- **Work to do**: State how many lines in the records below contain the word "white", with case counting, and give only the number.

- **Records to process**:
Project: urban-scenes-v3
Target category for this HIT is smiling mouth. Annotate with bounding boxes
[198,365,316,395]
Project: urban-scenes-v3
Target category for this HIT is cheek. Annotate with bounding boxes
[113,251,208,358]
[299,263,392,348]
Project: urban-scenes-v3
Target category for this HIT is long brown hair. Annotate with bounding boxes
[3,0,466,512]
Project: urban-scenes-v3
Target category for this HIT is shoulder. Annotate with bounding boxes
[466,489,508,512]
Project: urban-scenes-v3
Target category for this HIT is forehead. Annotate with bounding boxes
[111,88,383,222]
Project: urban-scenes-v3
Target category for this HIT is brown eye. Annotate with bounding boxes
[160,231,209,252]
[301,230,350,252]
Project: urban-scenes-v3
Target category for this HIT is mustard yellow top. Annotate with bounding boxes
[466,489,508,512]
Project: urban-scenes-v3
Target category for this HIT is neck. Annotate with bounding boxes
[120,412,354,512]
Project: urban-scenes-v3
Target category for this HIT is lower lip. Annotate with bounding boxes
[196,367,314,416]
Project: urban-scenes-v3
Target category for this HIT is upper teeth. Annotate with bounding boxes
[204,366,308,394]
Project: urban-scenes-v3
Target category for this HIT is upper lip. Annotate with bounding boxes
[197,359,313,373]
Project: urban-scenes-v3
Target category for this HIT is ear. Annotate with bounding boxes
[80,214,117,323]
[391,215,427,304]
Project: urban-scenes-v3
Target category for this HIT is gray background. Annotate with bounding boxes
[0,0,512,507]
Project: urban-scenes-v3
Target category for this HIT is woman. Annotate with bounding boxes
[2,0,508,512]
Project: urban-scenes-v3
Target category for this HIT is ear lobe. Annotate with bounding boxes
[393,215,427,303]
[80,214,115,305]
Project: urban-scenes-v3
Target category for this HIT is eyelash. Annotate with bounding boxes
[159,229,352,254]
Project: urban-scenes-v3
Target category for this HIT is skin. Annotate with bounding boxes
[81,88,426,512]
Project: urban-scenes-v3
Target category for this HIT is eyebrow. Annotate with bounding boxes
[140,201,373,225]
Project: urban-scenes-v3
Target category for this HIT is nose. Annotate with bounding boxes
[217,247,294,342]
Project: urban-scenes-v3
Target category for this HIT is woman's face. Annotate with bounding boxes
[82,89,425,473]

--

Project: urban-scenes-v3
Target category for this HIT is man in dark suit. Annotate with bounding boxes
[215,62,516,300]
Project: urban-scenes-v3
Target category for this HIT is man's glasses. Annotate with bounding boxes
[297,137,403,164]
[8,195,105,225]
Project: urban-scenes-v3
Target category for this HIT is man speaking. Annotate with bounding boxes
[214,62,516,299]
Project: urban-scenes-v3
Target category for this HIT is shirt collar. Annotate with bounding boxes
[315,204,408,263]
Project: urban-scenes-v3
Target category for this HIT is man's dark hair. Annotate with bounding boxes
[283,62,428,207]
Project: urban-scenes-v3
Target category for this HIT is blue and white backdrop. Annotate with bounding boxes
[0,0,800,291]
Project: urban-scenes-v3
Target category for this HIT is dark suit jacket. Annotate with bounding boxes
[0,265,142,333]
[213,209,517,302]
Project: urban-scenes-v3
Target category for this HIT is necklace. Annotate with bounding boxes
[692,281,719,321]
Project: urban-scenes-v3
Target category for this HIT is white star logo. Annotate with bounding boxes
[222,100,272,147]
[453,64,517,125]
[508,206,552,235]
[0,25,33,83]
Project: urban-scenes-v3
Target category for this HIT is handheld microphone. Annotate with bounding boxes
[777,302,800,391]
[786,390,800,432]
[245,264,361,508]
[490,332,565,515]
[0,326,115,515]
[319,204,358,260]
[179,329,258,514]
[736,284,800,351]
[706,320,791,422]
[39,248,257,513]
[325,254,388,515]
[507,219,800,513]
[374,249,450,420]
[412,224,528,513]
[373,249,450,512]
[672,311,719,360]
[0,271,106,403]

- **Result below**: 2